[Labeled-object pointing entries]
━━━

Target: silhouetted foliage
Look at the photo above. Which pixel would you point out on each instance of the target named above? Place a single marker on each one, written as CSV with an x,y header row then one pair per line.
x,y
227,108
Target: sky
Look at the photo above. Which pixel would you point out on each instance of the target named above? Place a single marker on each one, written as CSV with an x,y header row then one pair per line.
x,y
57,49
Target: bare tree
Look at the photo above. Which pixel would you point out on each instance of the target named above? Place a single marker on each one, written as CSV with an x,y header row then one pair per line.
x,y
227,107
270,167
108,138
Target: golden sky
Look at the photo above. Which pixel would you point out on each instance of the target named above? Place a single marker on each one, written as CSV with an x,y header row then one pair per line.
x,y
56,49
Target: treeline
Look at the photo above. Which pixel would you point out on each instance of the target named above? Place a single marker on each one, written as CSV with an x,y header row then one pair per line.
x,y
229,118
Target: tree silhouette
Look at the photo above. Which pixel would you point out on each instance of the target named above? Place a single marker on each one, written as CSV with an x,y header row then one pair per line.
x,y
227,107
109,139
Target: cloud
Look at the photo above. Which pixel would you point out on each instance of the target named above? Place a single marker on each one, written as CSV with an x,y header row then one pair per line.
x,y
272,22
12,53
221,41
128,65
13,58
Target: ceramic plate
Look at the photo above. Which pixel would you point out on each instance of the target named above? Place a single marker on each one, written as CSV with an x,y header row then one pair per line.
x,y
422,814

━━━

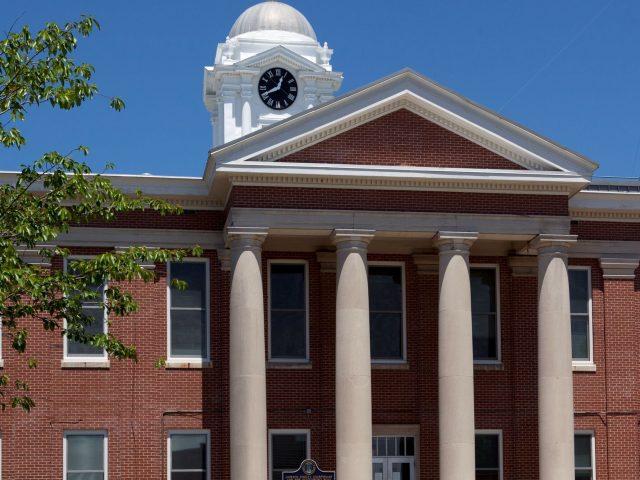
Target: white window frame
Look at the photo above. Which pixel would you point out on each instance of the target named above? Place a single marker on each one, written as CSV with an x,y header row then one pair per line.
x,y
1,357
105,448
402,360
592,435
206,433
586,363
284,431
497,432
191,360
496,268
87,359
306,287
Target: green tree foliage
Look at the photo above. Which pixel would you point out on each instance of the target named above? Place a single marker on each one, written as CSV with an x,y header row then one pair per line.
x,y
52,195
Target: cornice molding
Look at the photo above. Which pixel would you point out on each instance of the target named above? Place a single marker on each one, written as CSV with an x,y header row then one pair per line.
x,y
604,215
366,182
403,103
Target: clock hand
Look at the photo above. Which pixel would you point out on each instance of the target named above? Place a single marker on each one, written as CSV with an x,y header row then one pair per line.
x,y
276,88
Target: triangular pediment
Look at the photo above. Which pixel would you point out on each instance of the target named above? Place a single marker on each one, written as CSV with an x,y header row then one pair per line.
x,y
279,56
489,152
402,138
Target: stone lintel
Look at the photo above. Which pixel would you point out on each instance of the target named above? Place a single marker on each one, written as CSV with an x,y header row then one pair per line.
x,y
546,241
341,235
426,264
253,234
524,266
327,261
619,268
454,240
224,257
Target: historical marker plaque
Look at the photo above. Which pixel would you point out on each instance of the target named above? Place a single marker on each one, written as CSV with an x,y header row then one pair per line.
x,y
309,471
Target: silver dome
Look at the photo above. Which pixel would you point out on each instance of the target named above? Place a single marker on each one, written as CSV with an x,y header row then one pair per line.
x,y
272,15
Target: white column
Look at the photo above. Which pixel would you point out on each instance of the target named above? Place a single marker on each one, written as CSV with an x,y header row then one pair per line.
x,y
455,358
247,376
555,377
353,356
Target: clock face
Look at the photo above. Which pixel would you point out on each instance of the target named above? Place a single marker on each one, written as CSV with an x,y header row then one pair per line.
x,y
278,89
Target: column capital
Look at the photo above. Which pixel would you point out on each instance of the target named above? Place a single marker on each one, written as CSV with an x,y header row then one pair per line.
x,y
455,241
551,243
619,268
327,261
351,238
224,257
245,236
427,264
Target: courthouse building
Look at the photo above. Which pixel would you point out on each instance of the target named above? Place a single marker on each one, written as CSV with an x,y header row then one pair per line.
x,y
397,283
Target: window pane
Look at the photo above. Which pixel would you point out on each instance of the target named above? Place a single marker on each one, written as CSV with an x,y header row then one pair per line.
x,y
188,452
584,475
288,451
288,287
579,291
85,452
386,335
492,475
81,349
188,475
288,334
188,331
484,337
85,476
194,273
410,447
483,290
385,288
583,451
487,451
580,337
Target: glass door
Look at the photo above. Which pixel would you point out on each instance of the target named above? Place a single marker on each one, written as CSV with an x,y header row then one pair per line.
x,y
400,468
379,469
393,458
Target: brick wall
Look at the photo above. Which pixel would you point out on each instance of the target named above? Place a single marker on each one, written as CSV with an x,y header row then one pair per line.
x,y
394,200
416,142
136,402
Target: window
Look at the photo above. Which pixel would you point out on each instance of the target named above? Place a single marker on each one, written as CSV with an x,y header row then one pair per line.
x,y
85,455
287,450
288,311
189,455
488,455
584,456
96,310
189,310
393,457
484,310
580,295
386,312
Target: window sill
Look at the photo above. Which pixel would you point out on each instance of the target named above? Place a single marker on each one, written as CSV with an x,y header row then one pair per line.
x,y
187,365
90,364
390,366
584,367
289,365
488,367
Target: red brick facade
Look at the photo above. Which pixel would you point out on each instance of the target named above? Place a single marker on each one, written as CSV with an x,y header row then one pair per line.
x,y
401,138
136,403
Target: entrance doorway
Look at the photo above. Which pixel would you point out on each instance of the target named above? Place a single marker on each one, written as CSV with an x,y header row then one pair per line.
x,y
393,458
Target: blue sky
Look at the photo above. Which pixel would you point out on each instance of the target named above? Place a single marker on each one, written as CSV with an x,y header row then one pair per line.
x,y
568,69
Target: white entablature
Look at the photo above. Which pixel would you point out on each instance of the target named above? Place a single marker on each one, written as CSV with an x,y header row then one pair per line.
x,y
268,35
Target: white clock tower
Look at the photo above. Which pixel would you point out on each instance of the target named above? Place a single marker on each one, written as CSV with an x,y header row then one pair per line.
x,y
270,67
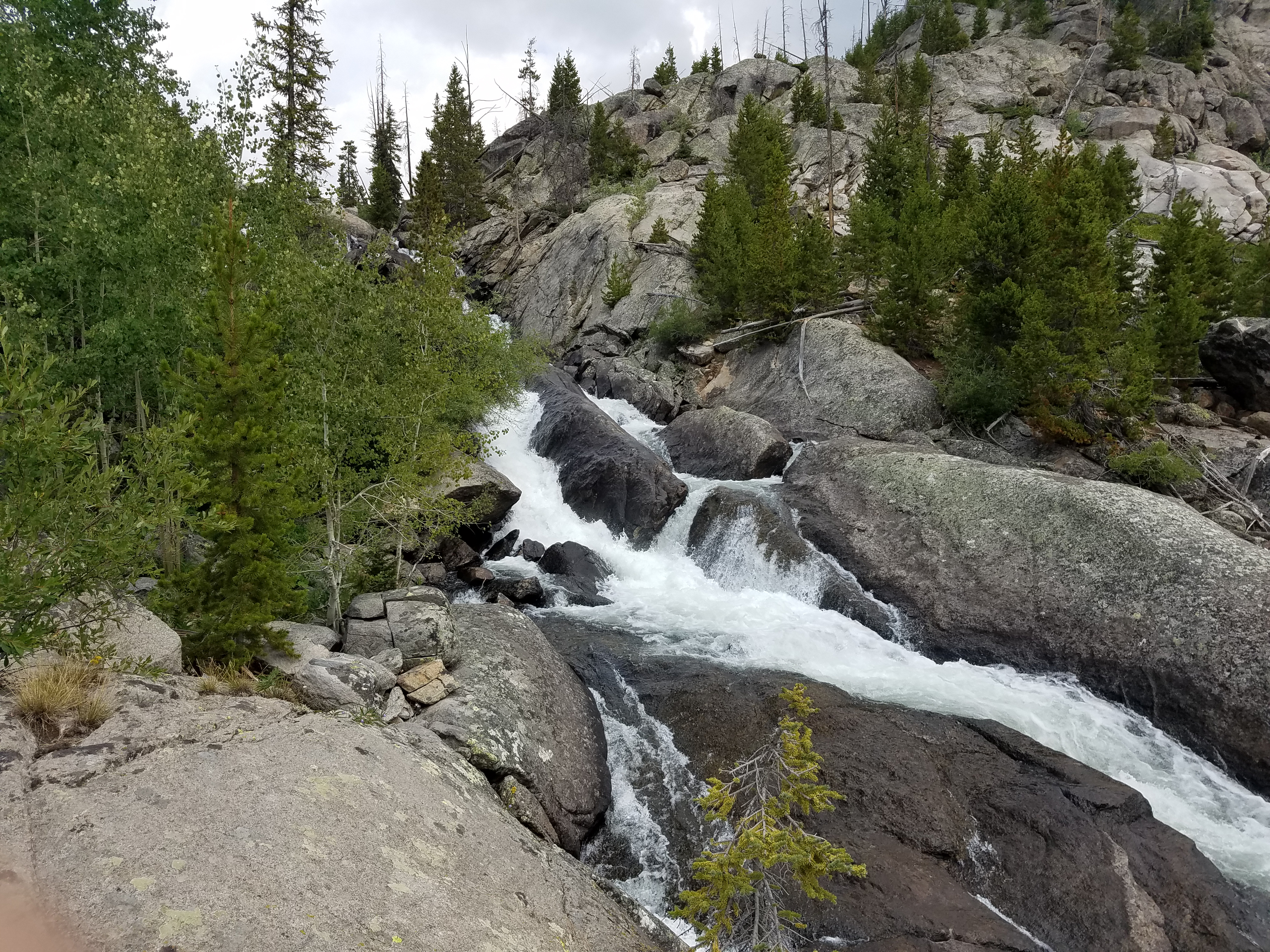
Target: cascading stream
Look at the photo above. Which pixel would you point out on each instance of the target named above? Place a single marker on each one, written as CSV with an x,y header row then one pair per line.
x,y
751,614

━━━

WRITTEN EXERCISE: Which lines in the entries contain the word "column"? Find each one and copy it out in full.

SOLUTION TO THE EXERCISE:
Target: white column
Target: column capital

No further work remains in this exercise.